Segment Start: Document text

# Winter Kill.



## Vol (Jul 5, 2009)

This article is from Successful Farming back about 3 weeks ago....and many if not most of us have had some extremely cold temperatures since. I expect some winter kill here....not the smothering kind from iced over snow etc., but the freeze out kind. We have had several days in the past three weeks where the lows were in single digits. I have already seen winterkill in my shrubbery around the house. Many of our plants are not adapted for this kind of cold....kind of like what it would be like up in Minnesota if it were high double to triple digit temperatures with no rain for 3-4 weeks...it would take its toll....but here, we would survive ok.

Regards, Mike

https://www.agriculture.com/crops/wheat/winterkill-likely-widespread-as-low-temperatures-hit-wheat-belt-midwest


----------



## hillside hay (Feb 4, 2013)

Trespassing snowmobiles are my biggest problem. We have little snow cover so every dusting these asshats start riding all over everything. Temperature swings are the next problem. 60 one morning -10 that evening. Happens a few times a year


----------



## FarmerCline (Oct 12, 2011)

I have had winterkill in some of the new seeding of grasses I planted this past fall. Most everything I planted this past fall was replanted later than I wanted since my first attempt washed away. What was replanted on October 20th looks like it's mostly okay. The fields that were too wet to replant until two weeks later in early November are a complete loss....the seedlings were just too small to handle the cold and froze out. I knew better than to be planting that late as I have had mixed results in the past....was hoping for a mild winter and it might have been okay. Maybe the third time planting will be the charm?☹

Established grasses and alfalfa look no worse for wear. This unusually long extended cold spell was hard on certain ornamental bushes and plants though......looks like some things were froze back to the ground.

Segment End: Document text

* [Things to do]:
(a) List the username of each person who posted in the forum thread on winter kill.
(b) Proceed with the forum thread on winter kill, picking up after its final sentence.

Segment Start: Information supplied

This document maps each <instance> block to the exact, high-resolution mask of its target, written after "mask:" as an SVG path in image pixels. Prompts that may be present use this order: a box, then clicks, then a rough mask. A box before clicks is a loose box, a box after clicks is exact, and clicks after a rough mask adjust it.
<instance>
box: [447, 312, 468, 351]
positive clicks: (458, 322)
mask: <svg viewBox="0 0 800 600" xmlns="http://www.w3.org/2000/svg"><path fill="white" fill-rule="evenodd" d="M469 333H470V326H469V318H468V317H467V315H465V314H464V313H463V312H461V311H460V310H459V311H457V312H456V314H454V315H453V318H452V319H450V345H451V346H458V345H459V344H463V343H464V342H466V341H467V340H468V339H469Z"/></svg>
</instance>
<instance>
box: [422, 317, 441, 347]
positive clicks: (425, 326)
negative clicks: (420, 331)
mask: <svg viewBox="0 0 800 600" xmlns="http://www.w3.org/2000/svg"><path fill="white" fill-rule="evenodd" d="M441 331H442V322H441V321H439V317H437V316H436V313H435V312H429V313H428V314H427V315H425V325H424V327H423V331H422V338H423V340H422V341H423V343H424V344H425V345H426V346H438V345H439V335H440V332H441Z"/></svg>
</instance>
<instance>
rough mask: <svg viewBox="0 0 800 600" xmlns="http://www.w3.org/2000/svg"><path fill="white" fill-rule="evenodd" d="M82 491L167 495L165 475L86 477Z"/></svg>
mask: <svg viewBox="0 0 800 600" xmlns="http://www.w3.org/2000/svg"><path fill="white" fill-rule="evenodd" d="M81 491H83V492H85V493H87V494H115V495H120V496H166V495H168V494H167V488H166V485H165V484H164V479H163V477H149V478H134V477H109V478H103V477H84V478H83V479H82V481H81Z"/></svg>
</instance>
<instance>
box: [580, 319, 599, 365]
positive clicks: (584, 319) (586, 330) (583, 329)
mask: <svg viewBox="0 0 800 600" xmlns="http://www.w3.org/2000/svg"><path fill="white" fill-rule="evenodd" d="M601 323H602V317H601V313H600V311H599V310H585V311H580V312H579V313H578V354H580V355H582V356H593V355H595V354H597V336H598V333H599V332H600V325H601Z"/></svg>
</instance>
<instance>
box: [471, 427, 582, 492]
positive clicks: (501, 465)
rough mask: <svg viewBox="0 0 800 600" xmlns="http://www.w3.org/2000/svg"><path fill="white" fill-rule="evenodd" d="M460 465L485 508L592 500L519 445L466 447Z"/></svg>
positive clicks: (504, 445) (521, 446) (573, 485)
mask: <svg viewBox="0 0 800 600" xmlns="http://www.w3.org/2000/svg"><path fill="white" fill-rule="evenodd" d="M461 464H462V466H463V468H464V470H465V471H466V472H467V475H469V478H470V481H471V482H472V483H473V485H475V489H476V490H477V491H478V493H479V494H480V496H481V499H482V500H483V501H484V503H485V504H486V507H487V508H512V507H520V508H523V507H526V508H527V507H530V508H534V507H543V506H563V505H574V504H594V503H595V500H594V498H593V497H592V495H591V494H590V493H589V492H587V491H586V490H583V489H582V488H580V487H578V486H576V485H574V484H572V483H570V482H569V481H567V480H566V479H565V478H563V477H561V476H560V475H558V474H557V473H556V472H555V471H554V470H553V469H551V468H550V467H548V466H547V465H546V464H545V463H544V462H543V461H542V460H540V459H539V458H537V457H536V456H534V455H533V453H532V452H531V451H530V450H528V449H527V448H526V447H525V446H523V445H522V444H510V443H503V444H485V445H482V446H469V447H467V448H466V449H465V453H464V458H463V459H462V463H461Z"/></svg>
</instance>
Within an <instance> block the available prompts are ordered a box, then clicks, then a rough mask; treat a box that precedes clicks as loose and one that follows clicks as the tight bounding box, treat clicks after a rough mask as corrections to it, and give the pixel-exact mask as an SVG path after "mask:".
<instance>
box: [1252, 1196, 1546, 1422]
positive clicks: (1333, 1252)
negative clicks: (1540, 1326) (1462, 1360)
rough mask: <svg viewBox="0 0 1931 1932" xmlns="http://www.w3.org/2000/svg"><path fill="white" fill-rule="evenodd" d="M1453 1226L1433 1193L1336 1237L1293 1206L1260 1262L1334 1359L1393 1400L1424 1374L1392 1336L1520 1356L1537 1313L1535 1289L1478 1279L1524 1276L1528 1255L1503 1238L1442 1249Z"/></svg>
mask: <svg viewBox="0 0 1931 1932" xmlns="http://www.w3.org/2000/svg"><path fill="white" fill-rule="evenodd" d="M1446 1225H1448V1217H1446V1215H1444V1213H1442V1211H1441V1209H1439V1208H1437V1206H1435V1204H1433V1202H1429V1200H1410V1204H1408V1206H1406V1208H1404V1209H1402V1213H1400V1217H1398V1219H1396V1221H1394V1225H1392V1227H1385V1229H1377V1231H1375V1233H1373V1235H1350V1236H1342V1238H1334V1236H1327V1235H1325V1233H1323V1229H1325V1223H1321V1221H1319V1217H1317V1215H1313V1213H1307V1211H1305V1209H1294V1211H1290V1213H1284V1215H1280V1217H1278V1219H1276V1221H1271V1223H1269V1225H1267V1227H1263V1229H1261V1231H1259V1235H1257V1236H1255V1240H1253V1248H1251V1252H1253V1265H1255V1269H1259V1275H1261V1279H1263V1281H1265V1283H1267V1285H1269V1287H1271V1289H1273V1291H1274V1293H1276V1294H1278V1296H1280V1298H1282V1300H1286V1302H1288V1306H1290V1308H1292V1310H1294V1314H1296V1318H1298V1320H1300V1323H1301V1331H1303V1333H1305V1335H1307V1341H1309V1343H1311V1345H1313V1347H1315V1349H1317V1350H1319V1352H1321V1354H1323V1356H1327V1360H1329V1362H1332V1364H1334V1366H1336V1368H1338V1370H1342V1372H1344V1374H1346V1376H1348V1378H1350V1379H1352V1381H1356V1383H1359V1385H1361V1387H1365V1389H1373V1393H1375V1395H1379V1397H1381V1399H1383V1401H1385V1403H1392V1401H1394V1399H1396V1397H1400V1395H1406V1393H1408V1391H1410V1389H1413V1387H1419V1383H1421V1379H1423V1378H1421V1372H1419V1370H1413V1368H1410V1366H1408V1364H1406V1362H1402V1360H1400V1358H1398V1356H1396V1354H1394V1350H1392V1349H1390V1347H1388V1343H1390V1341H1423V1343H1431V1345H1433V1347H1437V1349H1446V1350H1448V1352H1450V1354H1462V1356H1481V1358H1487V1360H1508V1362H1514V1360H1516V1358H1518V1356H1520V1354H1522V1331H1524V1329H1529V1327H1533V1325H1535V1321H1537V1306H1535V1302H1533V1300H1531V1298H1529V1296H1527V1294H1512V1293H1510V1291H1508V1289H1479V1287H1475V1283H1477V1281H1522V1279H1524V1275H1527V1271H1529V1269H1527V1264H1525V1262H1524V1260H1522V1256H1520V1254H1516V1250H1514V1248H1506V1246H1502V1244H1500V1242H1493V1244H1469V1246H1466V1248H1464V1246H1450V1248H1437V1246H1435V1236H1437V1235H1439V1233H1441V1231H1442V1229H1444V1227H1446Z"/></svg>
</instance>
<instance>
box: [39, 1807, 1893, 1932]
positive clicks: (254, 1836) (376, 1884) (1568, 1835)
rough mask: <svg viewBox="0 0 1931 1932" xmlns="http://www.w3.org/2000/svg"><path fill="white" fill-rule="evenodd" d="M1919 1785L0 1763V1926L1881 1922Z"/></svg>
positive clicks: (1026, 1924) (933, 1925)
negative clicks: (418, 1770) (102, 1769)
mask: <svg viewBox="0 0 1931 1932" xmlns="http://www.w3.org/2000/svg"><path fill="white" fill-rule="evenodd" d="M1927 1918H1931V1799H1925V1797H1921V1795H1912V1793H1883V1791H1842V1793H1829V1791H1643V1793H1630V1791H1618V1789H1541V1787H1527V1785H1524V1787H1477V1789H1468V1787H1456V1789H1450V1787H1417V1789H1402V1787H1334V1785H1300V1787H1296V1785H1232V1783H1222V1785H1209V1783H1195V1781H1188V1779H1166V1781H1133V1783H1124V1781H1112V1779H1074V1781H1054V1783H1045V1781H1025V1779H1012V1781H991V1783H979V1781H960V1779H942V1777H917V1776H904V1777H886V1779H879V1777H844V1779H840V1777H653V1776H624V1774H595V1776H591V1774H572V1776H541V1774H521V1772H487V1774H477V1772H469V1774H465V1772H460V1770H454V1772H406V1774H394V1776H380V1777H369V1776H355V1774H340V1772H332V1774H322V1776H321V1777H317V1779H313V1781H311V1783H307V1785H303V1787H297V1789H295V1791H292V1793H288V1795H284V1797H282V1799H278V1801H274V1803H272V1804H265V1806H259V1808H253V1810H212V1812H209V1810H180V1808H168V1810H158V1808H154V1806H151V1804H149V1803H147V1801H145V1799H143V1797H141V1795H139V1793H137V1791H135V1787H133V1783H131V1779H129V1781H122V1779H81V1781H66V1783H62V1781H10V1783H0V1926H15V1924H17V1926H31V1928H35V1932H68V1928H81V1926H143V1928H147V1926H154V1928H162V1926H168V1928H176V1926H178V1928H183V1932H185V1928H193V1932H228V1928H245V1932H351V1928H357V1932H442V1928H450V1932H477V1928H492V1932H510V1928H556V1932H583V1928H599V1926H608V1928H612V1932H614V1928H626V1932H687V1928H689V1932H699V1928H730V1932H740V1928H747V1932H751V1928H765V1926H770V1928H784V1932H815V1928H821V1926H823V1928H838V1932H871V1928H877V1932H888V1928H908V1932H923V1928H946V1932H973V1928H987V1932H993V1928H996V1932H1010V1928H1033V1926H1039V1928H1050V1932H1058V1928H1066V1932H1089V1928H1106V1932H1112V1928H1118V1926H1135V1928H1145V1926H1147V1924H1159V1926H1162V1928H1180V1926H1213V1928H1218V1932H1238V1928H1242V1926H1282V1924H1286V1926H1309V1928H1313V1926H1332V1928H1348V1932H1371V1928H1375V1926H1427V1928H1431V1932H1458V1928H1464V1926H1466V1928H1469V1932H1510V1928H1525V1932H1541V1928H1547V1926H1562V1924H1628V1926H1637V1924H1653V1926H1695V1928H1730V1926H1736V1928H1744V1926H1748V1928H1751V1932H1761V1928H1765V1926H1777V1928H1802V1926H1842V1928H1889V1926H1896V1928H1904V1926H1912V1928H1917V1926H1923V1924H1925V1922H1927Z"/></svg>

Segment End: Information supplied

* [Task responses]:
(a)
Vol
hillside hay
FarmerCline

(b)
Hayden


----------



## Vol (Jul 5, 2009)

My alfalfa has gone dormant for the first time ever in many places in the field. In sheltered areas it still has a little green crown above the ground.

Regards, Mike


----------



## FarmerCline (Oct 12, 2011)

Vol said:


> My alfalfa has gone dormant for the first time ever in many places in the field. In sheltered areas it still has a little green crown above the ground.
> 
> Regards, Mike


 From a distance my alfalfa looks completely brown but upon closer inspection there are still a few green leaves and shoots right at ground level. For the past four years I have grown alfalfa I have never had it go what I would call fully dormant with no green above the ground. This is the closest it has ever been to being fully dormant though.

Something that really surprised me though was yesterday I stopped by a field that I planted into Timothy back on November 18th. It took over a month to germinate and was just sprouting right before the January freeze. Figured the seedlings would be blackened and dead just like the seedling orchard and brome but surprisingly it it only looked a little frost bitten on the tips and looks like I may actually have a stand.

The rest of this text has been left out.